[Records from a data collection]
>>>

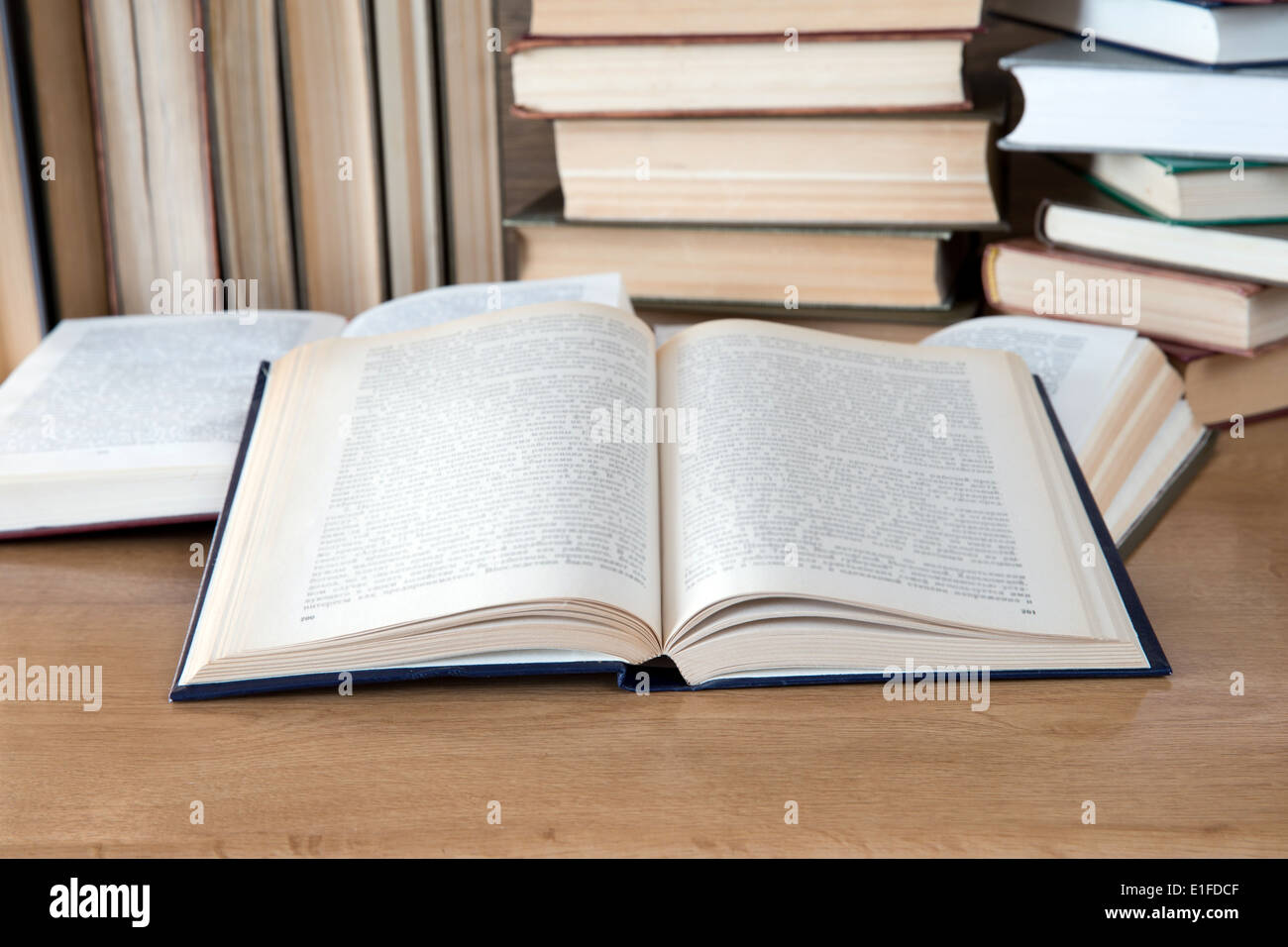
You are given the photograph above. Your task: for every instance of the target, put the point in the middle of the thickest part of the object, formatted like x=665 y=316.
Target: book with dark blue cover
x=1134 y=652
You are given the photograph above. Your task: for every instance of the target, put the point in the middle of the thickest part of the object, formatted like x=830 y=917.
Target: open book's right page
x=921 y=482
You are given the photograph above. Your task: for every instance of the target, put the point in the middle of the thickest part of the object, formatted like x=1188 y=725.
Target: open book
x=1120 y=403
x=125 y=420
x=544 y=489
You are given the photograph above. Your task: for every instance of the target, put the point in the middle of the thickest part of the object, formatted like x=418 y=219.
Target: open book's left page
x=455 y=489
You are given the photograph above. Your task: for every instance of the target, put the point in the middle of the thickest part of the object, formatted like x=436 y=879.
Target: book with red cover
x=596 y=75
x=1185 y=315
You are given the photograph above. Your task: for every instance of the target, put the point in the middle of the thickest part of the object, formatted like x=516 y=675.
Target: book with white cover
x=125 y=420
x=1207 y=33
x=1113 y=99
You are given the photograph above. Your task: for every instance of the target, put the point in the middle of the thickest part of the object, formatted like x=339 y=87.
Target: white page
x=814 y=470
x=434 y=307
x=417 y=484
x=119 y=392
x=1076 y=363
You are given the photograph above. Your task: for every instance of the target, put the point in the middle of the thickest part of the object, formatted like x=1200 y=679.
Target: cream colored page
x=133 y=392
x=456 y=468
x=857 y=471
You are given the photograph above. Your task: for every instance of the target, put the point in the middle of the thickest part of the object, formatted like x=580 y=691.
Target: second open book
x=542 y=489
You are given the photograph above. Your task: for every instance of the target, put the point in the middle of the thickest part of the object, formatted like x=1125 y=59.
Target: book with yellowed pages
x=1121 y=406
x=544 y=489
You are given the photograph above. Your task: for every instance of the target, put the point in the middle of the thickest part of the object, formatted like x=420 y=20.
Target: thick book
x=1193 y=191
x=1030 y=278
x=802 y=73
x=134 y=420
x=542 y=489
x=1252 y=253
x=1120 y=403
x=151 y=105
x=781 y=266
x=930 y=170
x=1202 y=31
x=1120 y=101
x=335 y=155
x=1223 y=388
x=253 y=191
x=62 y=144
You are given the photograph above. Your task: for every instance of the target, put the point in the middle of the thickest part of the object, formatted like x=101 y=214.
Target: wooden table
x=1176 y=767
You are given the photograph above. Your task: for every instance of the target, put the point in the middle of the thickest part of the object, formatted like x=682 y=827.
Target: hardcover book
x=133 y=420
x=542 y=489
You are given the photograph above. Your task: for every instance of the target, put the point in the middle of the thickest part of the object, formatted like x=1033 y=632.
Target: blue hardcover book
x=542 y=491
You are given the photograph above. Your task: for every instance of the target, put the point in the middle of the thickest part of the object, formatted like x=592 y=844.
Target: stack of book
x=1173 y=111
x=165 y=157
x=815 y=158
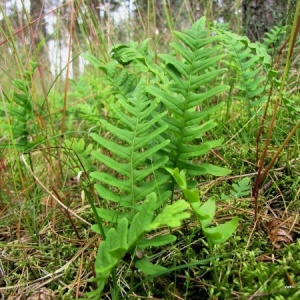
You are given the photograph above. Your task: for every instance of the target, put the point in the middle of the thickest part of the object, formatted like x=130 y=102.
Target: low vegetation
x=155 y=174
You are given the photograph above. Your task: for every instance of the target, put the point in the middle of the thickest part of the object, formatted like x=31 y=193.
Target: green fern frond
x=248 y=62
x=131 y=152
x=188 y=89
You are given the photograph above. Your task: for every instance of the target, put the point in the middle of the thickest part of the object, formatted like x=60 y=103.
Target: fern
x=123 y=238
x=187 y=87
x=248 y=62
x=132 y=155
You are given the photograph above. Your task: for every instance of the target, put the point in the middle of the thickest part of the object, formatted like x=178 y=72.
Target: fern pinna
x=188 y=88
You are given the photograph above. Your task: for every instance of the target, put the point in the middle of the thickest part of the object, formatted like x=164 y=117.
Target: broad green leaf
x=172 y=215
x=205 y=212
x=156 y=241
x=142 y=220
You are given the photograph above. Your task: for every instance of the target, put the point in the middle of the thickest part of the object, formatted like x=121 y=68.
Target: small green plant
x=239 y=189
x=147 y=135
x=125 y=238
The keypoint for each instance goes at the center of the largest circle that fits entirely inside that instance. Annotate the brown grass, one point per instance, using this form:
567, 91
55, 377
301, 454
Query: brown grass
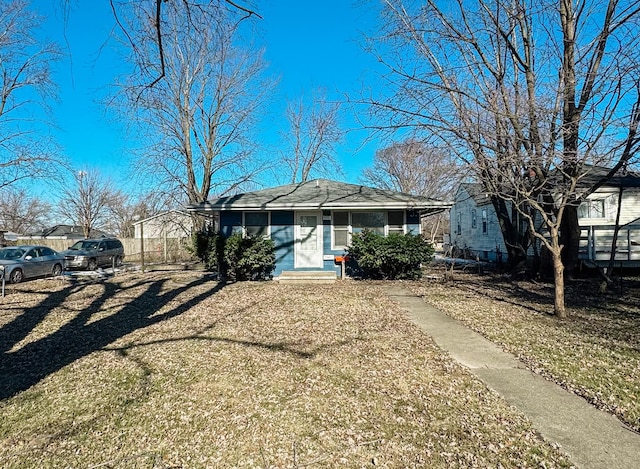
595, 353
174, 370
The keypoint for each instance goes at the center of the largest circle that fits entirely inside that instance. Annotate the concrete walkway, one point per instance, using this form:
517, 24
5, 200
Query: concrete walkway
593, 439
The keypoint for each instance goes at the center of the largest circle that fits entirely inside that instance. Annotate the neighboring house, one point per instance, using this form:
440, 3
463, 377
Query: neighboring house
169, 224
597, 217
475, 228
312, 222
65, 232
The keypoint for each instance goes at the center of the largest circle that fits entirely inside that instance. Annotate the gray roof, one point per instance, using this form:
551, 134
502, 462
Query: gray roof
321, 194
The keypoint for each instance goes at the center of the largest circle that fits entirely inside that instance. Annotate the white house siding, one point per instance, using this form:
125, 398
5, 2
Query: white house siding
597, 231
484, 243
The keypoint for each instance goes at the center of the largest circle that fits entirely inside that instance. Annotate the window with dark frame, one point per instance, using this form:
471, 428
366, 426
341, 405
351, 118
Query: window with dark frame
485, 221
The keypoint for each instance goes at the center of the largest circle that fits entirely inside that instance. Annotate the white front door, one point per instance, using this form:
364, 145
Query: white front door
308, 245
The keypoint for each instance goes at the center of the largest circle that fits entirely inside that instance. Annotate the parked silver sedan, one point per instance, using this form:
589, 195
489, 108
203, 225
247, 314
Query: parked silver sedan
21, 262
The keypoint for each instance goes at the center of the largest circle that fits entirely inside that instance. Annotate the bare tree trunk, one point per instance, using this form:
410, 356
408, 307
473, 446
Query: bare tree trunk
558, 275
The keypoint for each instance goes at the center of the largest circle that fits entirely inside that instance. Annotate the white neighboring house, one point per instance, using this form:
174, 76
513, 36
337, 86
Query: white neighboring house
475, 228
169, 224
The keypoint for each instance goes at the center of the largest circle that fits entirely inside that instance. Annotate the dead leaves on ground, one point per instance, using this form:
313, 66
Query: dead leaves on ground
251, 375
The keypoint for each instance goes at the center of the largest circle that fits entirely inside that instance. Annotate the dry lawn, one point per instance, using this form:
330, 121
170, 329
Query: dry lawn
595, 353
175, 371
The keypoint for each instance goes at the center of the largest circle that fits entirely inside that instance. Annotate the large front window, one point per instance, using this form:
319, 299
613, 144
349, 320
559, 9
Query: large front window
591, 209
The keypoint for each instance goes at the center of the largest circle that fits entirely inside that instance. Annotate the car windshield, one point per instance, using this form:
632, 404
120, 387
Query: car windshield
86, 245
12, 253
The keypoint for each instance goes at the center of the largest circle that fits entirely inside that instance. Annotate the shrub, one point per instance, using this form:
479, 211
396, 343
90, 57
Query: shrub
397, 256
250, 258
205, 246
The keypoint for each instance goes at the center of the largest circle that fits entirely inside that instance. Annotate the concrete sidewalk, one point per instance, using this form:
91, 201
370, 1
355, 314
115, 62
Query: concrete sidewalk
591, 438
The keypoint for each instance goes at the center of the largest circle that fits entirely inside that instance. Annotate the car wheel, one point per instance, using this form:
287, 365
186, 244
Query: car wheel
16, 276
57, 270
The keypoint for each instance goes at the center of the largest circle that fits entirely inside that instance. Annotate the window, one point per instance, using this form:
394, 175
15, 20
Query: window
591, 209
372, 221
395, 222
345, 223
256, 224
340, 230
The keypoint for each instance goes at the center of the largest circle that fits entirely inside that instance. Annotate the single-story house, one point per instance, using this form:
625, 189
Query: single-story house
475, 227
312, 222
474, 224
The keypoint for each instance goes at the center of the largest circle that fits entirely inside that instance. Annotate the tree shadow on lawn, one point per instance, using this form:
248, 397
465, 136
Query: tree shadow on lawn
23, 368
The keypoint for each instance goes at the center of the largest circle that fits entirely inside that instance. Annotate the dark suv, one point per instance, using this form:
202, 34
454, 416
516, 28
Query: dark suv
92, 253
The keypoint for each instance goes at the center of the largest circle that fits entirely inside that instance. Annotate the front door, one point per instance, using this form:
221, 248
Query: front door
308, 246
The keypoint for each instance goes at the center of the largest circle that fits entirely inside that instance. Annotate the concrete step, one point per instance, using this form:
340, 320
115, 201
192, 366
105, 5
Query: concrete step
307, 276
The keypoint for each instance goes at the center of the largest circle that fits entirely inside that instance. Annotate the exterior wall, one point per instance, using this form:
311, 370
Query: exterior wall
282, 231
597, 232
471, 236
155, 249
597, 236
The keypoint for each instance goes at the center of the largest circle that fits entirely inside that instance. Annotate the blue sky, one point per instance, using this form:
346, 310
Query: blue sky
309, 45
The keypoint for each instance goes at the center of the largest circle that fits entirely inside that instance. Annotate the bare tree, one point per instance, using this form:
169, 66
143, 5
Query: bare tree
197, 119
21, 213
25, 87
419, 168
87, 202
530, 94
313, 135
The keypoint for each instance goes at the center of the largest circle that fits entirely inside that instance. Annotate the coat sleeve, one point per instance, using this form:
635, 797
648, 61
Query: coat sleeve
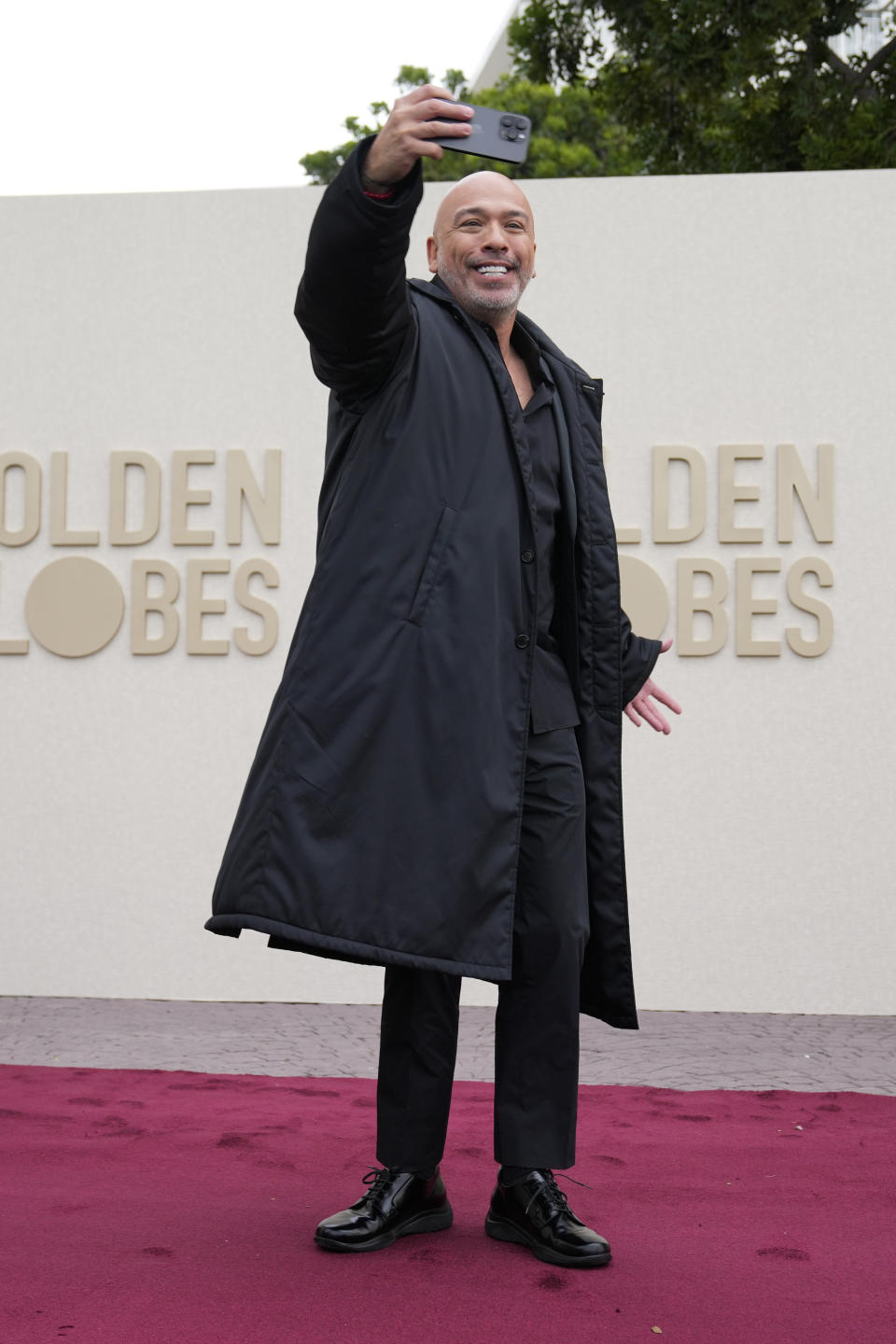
352, 300
638, 659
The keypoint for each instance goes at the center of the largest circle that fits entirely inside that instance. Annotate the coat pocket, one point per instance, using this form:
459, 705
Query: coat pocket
434, 565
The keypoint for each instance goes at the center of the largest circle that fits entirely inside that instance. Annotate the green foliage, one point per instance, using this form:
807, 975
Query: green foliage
572, 133
721, 85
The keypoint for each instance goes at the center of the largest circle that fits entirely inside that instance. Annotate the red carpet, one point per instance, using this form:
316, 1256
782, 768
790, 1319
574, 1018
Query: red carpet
177, 1209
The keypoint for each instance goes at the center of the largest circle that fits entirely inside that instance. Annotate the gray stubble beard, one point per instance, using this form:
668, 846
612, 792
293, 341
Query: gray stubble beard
477, 304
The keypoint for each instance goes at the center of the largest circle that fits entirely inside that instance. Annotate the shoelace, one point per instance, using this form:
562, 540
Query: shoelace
553, 1191
376, 1178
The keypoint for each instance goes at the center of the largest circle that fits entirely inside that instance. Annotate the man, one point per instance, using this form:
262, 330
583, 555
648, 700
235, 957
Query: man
437, 790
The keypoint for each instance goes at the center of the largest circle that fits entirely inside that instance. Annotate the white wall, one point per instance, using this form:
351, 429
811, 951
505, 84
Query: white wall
752, 311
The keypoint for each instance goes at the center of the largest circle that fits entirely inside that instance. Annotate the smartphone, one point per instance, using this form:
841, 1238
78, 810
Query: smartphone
493, 134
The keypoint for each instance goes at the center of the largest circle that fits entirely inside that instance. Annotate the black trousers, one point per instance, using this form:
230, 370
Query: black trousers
536, 1026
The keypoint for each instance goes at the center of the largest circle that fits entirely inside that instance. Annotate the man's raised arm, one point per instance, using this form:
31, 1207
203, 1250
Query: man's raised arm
352, 300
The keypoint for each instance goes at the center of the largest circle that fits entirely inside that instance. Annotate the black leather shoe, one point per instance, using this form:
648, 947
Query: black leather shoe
535, 1212
395, 1204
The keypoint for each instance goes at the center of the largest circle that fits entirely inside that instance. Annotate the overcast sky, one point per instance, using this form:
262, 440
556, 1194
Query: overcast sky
121, 95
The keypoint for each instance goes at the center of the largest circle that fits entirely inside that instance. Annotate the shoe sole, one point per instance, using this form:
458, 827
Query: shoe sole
503, 1231
434, 1222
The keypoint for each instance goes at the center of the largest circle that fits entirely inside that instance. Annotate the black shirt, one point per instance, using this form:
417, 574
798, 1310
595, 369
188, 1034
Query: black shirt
553, 700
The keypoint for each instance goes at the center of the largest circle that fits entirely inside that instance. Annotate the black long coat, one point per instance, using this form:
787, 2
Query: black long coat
382, 815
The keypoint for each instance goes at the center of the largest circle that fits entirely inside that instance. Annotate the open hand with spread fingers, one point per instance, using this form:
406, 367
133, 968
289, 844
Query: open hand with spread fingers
410, 131
644, 706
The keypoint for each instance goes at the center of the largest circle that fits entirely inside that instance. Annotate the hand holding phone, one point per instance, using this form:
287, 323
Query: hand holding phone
412, 132
493, 134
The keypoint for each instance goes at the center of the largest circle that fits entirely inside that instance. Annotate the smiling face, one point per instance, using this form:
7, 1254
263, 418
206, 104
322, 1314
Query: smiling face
483, 245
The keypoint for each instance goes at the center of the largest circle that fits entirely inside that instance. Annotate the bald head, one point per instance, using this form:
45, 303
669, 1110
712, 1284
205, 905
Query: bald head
483, 246
476, 189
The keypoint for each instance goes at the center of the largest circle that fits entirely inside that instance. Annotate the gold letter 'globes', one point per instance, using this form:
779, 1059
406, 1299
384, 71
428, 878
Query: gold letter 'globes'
74, 607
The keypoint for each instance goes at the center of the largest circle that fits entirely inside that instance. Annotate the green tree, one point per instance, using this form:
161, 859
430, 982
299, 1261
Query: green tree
572, 133
721, 85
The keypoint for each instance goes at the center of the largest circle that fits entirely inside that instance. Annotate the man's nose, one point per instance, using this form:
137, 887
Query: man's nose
495, 238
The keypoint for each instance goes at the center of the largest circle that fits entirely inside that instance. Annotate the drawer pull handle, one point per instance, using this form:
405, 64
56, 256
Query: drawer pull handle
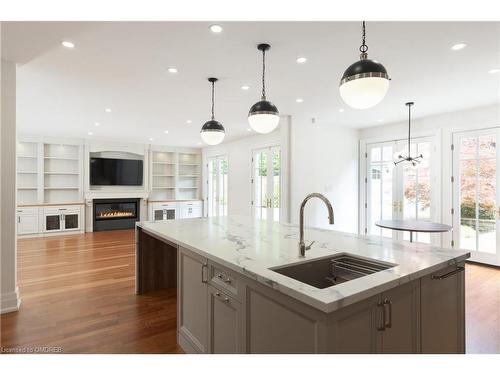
448, 274
382, 326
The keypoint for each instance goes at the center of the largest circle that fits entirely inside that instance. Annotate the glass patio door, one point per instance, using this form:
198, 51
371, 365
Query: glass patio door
399, 192
266, 183
476, 195
217, 172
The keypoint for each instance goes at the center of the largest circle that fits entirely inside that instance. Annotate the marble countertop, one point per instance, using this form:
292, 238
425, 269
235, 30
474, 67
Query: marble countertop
251, 247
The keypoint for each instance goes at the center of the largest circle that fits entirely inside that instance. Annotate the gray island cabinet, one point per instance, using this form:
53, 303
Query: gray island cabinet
233, 303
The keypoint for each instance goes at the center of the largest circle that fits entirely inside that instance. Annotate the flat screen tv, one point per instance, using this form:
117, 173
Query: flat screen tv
105, 171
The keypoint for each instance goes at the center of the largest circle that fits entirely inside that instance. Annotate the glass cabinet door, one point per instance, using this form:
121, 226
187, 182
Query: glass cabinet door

<<<

◆ Task to carry out: Word for word, return the lines from the one holding "the gray island" through the end of the entries above.

◆ Reply:
The keypoint for each instance goes at the center of the largest circle that fits entirely inside that instance. Annotate the gray island cabinet, one point per instance, using this form:
53, 303
Query: gray island cabinet
233, 303
The keypoint for each instance goes at the center of the largest circle that fits entirely inside that instance. Annotate the flat screen tv, one point per instance, using this form:
117, 173
Query: flat screen tv
105, 171
The keypoint for each instance goes at the center of the largest circle that fits entirely inside that instance. Annotate the glass cabinet door, one point per instance, using this form:
121, 226
187, 182
Query: glass cabinet door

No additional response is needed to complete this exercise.